Task to carry out: In the forum comments below on LLMs verbalizing their internal reasoning, retype everything from "Emil Ryd 16 Feb 2026 3:29" down to "at the start.".

Passage for review:
-------

Emil Ryd

Karma: 107

Emil Ryd 16 Feb 2026 3:30 UTC
2 points
0
in reply to: Caleb Biddulph’s comment on: LLMs struggle to verbalize their internal reasoning
Cool paper, I hadn’t seen it yet!

IIUC, in your paper you try to extract the internal reasoning an LLM does by optimizing a prompt, but you don’t actually get the LLM itself to verbalize its reasoning. This is cool, but it’s not really checking whether the model is able to verbalize its internal processes (i.e. self-identify and describe its reward hacks), right?

I agree that an interesting test would be whether a model that has been trained to do the tricks/tasks would be better at optimizing the prompts. It’s leveraging a similar idea to non-assistant auditing techinques.

Emil Ryd 16 Feb 2026 3:29 UTC
2 points
0
in reply to: StanislavKrym’s comment on: LLMs struggle to verbalize their internal reasoning
This is a cool proposal! I agree with Caleb below that a potential issue is that the model just outputs its final answer in its CoT, and so it may not require much reasoning. I’m not really sure how to fix this. You could do something like what Caleb proposes, where you just prompt the trained model to output a ruleset that the untrained model gets to see in context when trying to solve the problem (but which is not specific to the individual question, and so can’t give away specific answers). If the model really has no verbalization ability at the start however, this might be hard to get working at the start.

-------

Material shown:
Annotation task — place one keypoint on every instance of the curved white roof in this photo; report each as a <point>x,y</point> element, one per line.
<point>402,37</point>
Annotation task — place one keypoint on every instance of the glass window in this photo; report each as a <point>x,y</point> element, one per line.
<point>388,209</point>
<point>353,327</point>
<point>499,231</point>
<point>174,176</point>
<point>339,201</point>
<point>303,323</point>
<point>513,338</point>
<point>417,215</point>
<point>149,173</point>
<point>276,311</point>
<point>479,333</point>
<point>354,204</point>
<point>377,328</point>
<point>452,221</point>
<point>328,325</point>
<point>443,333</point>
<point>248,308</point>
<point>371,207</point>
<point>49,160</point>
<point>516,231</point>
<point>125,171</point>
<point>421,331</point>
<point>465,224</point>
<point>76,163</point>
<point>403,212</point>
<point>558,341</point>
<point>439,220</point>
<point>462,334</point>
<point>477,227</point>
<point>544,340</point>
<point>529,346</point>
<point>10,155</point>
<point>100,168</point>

-------

Answer section:
Emil Ryd 16 Feb 2026 3:29 UTC
2 points
0
in reply to: StanislavKrym’s comment on: LLMs struggle to verbalize their internal reasoning
This is a cool proposal! I agree with Caleb below that a potential issue is that the model just outputs its final answer in its CoT, and so it may not require much reasoning. I’m not really sure how to fix this. You could do something like what Caleb proposes, where you just prompt the trained model to output a ruleset that the untrained model gets to see in context when trying to solve the problem (but which is not specific to the individual question, and so can’t give away specific answers). If the model really has no verbalization ability at the start however, this might be hard to get working at the start.